RECORDED DATA —
++++++++++

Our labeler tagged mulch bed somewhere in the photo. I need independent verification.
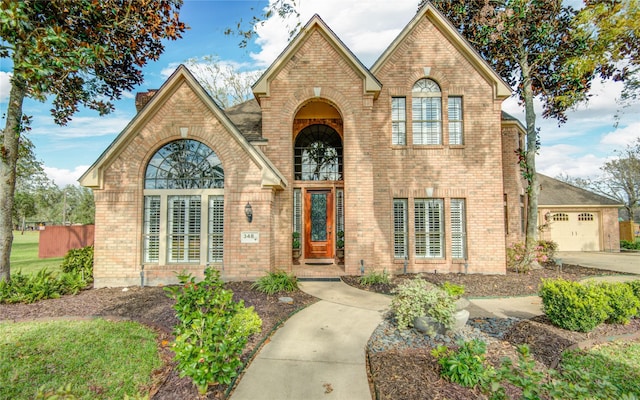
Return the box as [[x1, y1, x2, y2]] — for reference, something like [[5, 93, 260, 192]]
[[0, 265, 640, 400]]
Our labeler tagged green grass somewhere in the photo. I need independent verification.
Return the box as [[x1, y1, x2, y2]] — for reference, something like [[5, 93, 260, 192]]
[[561, 340, 640, 398], [0, 319, 162, 399], [11, 231, 62, 275]]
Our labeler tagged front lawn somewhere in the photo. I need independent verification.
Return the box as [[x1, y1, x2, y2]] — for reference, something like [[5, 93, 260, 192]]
[[0, 319, 162, 399]]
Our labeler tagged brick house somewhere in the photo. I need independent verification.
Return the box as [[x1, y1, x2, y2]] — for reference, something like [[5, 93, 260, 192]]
[[80, 4, 521, 287]]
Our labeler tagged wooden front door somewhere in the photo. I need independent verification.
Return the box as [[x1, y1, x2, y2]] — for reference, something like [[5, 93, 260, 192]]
[[304, 189, 334, 259]]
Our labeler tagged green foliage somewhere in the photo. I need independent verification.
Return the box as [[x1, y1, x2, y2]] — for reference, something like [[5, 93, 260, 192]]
[[540, 279, 611, 332], [441, 281, 464, 299], [431, 339, 492, 387], [291, 232, 300, 249], [166, 268, 262, 395], [598, 282, 640, 324], [0, 268, 90, 303], [391, 278, 456, 329], [60, 246, 93, 280], [620, 240, 640, 250], [336, 231, 344, 249], [359, 269, 391, 286], [252, 271, 298, 295]]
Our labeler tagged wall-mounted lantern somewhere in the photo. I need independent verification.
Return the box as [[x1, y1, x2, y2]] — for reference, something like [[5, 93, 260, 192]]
[[244, 202, 253, 223]]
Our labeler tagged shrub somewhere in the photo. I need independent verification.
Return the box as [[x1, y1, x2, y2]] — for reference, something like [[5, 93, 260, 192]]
[[60, 246, 93, 281], [540, 279, 610, 332], [442, 281, 464, 299], [165, 268, 262, 395], [391, 278, 456, 329], [507, 240, 558, 272], [598, 282, 640, 324], [620, 240, 640, 250], [252, 271, 298, 295], [431, 339, 492, 387], [360, 269, 391, 286]]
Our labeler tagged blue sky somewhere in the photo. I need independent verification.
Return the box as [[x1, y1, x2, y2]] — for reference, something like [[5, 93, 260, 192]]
[[0, 0, 640, 185]]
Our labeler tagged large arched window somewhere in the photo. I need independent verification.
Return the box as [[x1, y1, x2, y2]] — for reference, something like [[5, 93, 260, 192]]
[[411, 78, 442, 144], [294, 124, 342, 181], [143, 139, 224, 265]]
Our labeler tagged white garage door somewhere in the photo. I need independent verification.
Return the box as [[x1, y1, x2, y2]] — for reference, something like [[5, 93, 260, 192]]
[[550, 212, 601, 251]]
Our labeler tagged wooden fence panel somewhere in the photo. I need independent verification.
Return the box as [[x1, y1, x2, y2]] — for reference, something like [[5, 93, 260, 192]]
[[38, 225, 95, 258]]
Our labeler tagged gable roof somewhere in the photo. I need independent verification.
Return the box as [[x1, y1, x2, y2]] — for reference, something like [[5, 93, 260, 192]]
[[538, 174, 622, 208], [253, 14, 382, 101], [78, 65, 288, 189], [371, 1, 512, 99]]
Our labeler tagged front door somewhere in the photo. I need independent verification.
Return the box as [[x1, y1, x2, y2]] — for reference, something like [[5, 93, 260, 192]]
[[304, 189, 334, 259]]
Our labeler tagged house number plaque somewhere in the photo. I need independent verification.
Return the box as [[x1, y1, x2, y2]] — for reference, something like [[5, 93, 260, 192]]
[[240, 232, 260, 243]]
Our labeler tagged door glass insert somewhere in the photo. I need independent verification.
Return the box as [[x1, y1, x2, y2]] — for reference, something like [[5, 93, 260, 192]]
[[311, 193, 327, 241]]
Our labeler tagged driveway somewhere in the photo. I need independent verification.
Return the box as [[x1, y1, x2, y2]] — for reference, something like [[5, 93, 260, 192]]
[[556, 251, 640, 274]]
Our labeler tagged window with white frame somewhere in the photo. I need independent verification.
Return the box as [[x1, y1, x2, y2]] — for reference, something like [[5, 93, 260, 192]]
[[451, 199, 467, 259], [448, 96, 464, 145], [393, 199, 408, 258], [414, 199, 444, 258], [391, 97, 407, 146], [142, 139, 224, 264], [411, 78, 442, 145]]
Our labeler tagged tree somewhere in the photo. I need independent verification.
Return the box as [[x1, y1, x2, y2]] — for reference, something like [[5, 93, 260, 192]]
[[558, 137, 640, 221], [0, 0, 186, 280], [186, 55, 262, 108], [572, 0, 640, 119], [422, 0, 594, 266]]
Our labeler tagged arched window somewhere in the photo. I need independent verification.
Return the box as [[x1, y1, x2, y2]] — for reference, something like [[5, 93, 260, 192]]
[[411, 78, 442, 145], [144, 139, 224, 189], [142, 139, 224, 265], [294, 124, 342, 181]]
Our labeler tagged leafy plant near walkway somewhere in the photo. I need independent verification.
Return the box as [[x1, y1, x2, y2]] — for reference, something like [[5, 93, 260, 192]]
[[391, 278, 456, 329], [540, 279, 640, 332], [360, 269, 390, 286], [165, 268, 262, 395], [253, 271, 298, 295]]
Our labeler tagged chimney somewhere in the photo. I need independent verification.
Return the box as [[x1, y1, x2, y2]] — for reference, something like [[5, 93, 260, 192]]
[[136, 89, 158, 112]]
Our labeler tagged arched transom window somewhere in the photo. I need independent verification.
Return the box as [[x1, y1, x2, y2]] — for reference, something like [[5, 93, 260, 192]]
[[142, 139, 224, 265], [411, 78, 442, 145], [294, 124, 342, 181]]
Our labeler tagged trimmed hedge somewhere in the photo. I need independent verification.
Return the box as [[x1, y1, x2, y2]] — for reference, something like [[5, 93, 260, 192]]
[[540, 279, 640, 332]]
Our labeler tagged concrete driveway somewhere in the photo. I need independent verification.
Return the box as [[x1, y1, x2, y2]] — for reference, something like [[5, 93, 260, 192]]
[[556, 251, 640, 274]]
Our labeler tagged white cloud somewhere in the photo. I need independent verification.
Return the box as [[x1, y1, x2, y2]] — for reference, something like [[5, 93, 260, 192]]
[[251, 0, 418, 66], [43, 165, 89, 187], [30, 113, 133, 139], [600, 121, 640, 149], [536, 144, 607, 178], [0, 71, 12, 103]]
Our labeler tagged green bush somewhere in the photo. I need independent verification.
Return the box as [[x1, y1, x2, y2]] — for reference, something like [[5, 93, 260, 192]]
[[540, 279, 611, 332], [60, 246, 93, 279], [620, 240, 640, 250], [360, 270, 391, 286], [442, 281, 464, 299], [165, 268, 262, 395], [391, 278, 456, 329], [431, 339, 492, 387], [598, 282, 640, 324], [252, 271, 298, 295]]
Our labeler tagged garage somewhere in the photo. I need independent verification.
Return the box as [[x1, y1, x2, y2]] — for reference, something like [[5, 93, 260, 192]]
[[548, 211, 602, 251], [538, 174, 621, 251]]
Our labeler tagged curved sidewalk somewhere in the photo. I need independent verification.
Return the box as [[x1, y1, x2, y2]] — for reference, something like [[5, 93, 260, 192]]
[[231, 281, 391, 400]]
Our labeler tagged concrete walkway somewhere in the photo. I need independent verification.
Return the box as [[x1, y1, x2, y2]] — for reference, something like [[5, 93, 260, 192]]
[[231, 282, 391, 400]]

++++++++++

WHAT YOU SHOULD DO — Arrange everything in the records from the line containing "Our labeler tagged chimney" down to the line containing "[[540, 279, 640, 332]]", both included, as a JSON list of strings, one string per line. Leave out blank lines.

SOLUTION —
[
  "Our labeler tagged chimney somewhere in the photo. I need independent verification.",
  "Return the box as [[x1, y1, x2, y2]] — for reference, something like [[5, 93, 260, 192]]",
  "[[136, 89, 158, 112]]",
  "Our labeler tagged arched transom window somewhere in the photo. I need independent verification.",
  "Return the box as [[x1, y1, x2, y2]] — for reference, something like [[5, 93, 260, 192]]",
  "[[142, 139, 224, 265], [411, 78, 442, 145], [294, 124, 342, 181]]",
  "Our labeler tagged trimmed hedge somewhere in the photo. I need independent verification.",
  "Return the box as [[x1, y1, x2, y2]] — for reference, something like [[5, 93, 260, 192]]",
  "[[540, 279, 640, 332]]"
]